WHAT YOU ARE ASKED TO DO:
Every line below is to be quoted exactly, with nothing added or dropped.

Dataset entries
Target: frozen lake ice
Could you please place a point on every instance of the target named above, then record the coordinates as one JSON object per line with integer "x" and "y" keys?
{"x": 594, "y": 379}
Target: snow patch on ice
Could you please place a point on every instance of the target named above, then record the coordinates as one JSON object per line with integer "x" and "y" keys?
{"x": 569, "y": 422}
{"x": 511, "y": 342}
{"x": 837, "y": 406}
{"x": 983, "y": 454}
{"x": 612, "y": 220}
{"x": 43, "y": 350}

SOLUTION:
Target: frozen lake ice
Could you please place a point on every instance of the target named above, then record the coordinates as one JSON object per line with integer "x" and "y" keys?
{"x": 594, "y": 379}
Target: snow patch on ice
Could you please place a point on every instance of the target named above, then record the coordinates as one JSON object per line with integer "x" and "y" keys?
{"x": 569, "y": 422}
{"x": 511, "y": 342}
{"x": 837, "y": 406}
{"x": 983, "y": 454}
{"x": 612, "y": 220}
{"x": 43, "y": 350}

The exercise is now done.